Pull out every line in the data below that contains the word "apple" and copy each one in full. Matching is case-sensitive.

▸ DATASET RECORDS:
- - - - - - -
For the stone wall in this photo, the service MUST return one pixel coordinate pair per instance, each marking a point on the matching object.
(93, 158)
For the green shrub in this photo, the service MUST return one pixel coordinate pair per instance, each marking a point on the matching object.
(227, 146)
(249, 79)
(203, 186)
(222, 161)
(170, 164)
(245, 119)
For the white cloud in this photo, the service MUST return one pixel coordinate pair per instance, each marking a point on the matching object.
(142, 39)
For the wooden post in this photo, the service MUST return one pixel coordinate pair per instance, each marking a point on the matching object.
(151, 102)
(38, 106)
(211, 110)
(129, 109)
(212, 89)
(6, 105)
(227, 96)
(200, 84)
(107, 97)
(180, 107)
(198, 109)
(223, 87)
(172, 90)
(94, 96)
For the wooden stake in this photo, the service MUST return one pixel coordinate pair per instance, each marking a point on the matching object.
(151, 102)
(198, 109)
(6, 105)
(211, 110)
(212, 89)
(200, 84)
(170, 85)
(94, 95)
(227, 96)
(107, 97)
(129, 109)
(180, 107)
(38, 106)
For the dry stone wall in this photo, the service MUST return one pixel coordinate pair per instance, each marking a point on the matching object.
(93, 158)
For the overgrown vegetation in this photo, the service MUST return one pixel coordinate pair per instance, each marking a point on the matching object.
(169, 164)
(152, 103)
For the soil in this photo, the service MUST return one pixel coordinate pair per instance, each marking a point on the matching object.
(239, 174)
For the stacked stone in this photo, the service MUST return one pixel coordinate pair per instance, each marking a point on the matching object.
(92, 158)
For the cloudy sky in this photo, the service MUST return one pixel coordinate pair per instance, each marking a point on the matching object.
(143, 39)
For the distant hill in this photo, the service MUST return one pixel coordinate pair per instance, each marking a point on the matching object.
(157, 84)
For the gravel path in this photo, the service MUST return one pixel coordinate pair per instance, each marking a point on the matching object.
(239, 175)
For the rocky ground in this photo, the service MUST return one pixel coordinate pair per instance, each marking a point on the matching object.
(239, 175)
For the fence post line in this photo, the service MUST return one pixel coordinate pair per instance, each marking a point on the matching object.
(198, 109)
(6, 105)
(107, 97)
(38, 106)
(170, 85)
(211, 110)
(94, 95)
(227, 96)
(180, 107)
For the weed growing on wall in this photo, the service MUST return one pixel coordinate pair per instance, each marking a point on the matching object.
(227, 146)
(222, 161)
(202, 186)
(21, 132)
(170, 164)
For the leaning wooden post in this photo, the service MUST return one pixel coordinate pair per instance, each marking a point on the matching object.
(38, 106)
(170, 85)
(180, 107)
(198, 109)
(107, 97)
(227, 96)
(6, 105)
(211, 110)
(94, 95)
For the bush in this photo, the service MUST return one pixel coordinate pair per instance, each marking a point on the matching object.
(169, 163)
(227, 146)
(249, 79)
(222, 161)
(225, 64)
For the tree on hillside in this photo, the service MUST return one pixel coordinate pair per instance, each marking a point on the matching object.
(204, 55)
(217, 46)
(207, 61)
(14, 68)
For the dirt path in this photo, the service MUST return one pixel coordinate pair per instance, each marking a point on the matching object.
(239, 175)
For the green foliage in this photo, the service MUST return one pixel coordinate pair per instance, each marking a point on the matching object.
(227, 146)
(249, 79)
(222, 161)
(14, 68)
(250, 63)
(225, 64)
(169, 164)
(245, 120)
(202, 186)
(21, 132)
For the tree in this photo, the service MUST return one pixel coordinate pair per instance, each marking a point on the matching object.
- - - - - - -
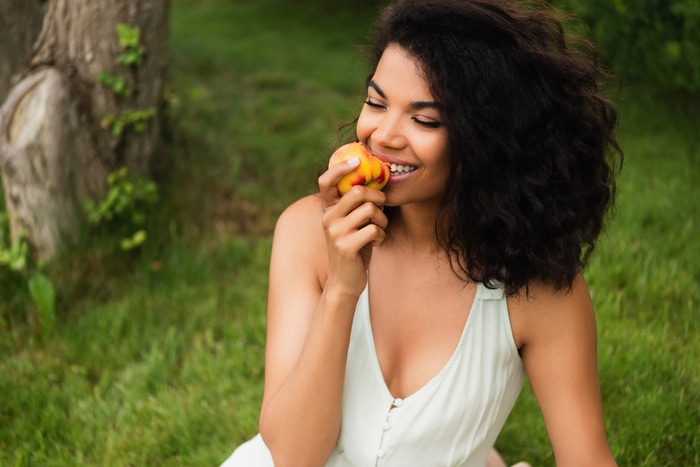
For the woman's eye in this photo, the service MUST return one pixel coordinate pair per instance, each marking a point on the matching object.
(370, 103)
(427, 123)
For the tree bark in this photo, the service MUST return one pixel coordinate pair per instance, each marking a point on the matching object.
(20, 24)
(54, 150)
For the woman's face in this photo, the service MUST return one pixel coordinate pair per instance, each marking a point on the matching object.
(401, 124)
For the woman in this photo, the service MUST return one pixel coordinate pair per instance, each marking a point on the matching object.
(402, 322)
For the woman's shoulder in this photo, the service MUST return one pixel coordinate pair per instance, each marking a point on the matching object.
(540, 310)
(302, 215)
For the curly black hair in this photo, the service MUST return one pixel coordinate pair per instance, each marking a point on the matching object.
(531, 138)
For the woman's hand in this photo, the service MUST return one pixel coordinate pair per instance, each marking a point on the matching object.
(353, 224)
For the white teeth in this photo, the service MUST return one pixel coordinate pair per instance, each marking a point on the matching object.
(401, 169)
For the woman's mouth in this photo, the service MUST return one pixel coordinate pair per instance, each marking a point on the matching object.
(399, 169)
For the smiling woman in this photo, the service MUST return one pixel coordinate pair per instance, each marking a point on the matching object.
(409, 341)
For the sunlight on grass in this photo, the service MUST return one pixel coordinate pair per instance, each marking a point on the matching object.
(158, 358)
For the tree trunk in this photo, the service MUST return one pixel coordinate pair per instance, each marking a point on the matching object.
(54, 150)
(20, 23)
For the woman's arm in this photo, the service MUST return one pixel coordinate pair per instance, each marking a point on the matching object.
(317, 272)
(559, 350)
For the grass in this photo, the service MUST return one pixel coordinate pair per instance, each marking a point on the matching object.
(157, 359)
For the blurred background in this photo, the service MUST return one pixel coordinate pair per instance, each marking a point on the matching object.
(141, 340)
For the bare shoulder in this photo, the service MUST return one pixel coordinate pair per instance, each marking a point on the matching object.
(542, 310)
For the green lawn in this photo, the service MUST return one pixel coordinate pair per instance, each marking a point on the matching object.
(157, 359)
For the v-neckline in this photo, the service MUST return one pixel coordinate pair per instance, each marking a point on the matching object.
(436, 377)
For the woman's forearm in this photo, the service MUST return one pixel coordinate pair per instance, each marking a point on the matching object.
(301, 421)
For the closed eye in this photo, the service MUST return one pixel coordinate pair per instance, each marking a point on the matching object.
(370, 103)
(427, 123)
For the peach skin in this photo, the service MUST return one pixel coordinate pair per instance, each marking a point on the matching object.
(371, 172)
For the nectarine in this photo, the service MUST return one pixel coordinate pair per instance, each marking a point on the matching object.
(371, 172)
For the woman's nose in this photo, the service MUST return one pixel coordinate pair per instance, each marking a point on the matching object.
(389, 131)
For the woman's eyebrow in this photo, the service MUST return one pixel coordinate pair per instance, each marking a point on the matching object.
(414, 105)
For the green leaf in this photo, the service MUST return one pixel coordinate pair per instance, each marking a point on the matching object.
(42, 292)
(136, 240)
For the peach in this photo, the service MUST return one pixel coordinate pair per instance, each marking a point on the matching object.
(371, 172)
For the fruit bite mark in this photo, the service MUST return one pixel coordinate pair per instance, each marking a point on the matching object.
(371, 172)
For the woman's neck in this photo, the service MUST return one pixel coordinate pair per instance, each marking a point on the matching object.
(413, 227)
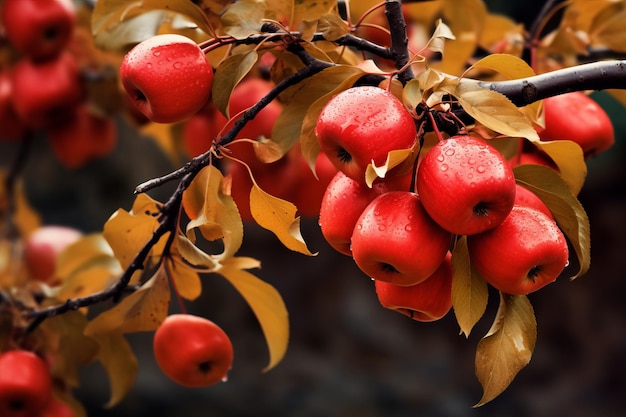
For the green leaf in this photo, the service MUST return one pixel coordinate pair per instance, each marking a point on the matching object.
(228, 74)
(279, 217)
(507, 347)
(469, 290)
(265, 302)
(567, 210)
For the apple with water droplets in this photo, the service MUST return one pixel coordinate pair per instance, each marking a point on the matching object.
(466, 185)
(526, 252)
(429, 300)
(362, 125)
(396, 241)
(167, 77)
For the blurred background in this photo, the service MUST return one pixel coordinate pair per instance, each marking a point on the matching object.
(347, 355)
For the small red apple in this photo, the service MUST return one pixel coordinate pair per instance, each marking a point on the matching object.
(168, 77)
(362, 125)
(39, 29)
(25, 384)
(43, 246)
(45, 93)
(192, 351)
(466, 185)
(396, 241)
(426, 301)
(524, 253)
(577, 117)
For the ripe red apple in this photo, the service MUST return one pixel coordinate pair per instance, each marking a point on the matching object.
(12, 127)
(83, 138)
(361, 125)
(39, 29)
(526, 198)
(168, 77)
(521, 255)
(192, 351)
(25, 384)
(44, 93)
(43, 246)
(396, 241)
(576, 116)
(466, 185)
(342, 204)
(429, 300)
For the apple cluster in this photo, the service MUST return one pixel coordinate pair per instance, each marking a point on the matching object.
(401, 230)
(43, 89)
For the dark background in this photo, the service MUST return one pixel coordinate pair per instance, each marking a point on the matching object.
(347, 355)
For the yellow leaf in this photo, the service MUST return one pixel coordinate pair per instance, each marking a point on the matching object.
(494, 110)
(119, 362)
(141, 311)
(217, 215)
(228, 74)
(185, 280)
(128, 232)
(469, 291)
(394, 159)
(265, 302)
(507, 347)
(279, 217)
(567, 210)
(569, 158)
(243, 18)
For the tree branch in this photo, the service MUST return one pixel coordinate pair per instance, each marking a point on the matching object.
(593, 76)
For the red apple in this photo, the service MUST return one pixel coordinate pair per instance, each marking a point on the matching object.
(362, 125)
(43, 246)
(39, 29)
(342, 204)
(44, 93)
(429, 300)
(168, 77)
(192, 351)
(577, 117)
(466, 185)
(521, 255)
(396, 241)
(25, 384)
- - - - - - -
▸ THE RESULT:
For the apple with water droplets in this photo, the service MUST return one pixel coordinate pair per instance, each marking a point on the matching object.
For the small red apple in this photo, the service MUST return one pixel coordinate pair per instance, each marking a point on the matching object.
For the ripe red apple in this photo, the service MUST return one pixel coordinate pair per instance, each marking a point on the matching object.
For the apple cluster in this photo, the service MUST return one pixel coordinate pair per instance, each marking a point on the matching object.
For the red apple in this photo, the service MUST return one pixel coordinate pair per instance, each marking a point on the matching object.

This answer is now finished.